Work to be completed: All of the entries below must be copied out exactly.

Records from a dataset:
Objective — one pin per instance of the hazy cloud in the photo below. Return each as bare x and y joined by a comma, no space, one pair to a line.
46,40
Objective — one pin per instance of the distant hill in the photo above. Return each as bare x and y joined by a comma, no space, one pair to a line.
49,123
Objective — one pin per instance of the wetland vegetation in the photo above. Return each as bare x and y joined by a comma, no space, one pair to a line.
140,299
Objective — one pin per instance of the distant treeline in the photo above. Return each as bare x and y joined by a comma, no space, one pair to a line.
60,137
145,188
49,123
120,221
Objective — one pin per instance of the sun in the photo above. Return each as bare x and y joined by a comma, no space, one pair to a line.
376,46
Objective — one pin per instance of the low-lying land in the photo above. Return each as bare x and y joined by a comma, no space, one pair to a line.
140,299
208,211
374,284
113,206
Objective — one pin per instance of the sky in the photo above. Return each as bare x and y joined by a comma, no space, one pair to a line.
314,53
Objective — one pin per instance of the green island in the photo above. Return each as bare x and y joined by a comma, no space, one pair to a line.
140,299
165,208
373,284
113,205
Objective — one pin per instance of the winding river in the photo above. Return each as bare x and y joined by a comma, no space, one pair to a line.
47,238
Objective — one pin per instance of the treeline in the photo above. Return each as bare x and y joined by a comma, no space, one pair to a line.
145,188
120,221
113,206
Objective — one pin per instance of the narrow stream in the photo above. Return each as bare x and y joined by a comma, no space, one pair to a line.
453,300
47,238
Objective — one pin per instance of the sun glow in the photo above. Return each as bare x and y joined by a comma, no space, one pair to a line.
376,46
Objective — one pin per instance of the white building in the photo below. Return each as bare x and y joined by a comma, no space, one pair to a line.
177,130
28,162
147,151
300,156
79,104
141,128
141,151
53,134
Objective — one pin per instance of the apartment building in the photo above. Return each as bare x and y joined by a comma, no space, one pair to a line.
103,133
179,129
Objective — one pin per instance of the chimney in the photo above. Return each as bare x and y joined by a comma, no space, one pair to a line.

Answer below:
Objective — one pin per instance of the hazy cloud in the photo below. Return each as bare x and y joined by a comma, no space, one pair to a line.
46,40
Objective — one pin per instance of the distant hill in the photo above. Return each as bare x and y joined by a comma, no space, one pair to a line.
49,123
Objective — one pin per instance of the wetland vegetation in the photo above. Return each as bare x and y joined by a comma, no space, one pair to a line.
140,299
Objective — one pin per instance of the distant treeline in the photo above. Return each as bare x and y joined by a comma, no space, one pair to a line.
60,137
145,188
49,123
120,221
Objective — one pin per instance of the sun in the photo above. Return each as bare x and y joined by a comma, no space, one pair to a line.
376,46
Objective — one pin per instance of the low-lying land in the photo above. Return each as bare x and y joined by a comma, no space, one pair to a line.
140,299
208,211
374,284
113,206
Objective — one pin per instance of the sky in the photo above. Return each as bare x and y joined by a comma, no space, one pair to a line.
314,53
Objective — one pin per instance of the green island in the photo above. Return each as bare x and y joined by a comma, no space, one pair to a line.
140,299
165,208
373,284
113,205
Objective — one pin per instance of the winding river in the photo above. Return each as bare x and y joined by a comma, no space, one pair to a line.
47,238
Objective — one pin per instance of the treeline in the photo above. Return each as bare x and y joined by a comma, no space, one pair to a line.
145,188
120,221
113,206
Objective — one pin per instance of the narrow stream in the photo above. Return each as bare x and y joined by a comma, no space, one pair to a line.
453,300
47,238
Objective — one pin per instance of the sun glow in the photo above. Return each as bare x and y joined by a comma, no space, one pair to a line.
376,46
Objective — one pin per instance of the white building in the photo below. Return each as bare x and y joined by a comma, no space, one pair to a line.
177,130
28,162
147,151
300,156
79,104
141,128
141,151
53,134
Objective — one pin per instance of the apartment building in the photo above. Return each as bare x and y joined by a comma, no space, one pair to a line.
103,133
179,129
Objective — one pin per instance of the chimney in the photo above. Return each as bare x and y joined by a comma, no space, one pair to a line.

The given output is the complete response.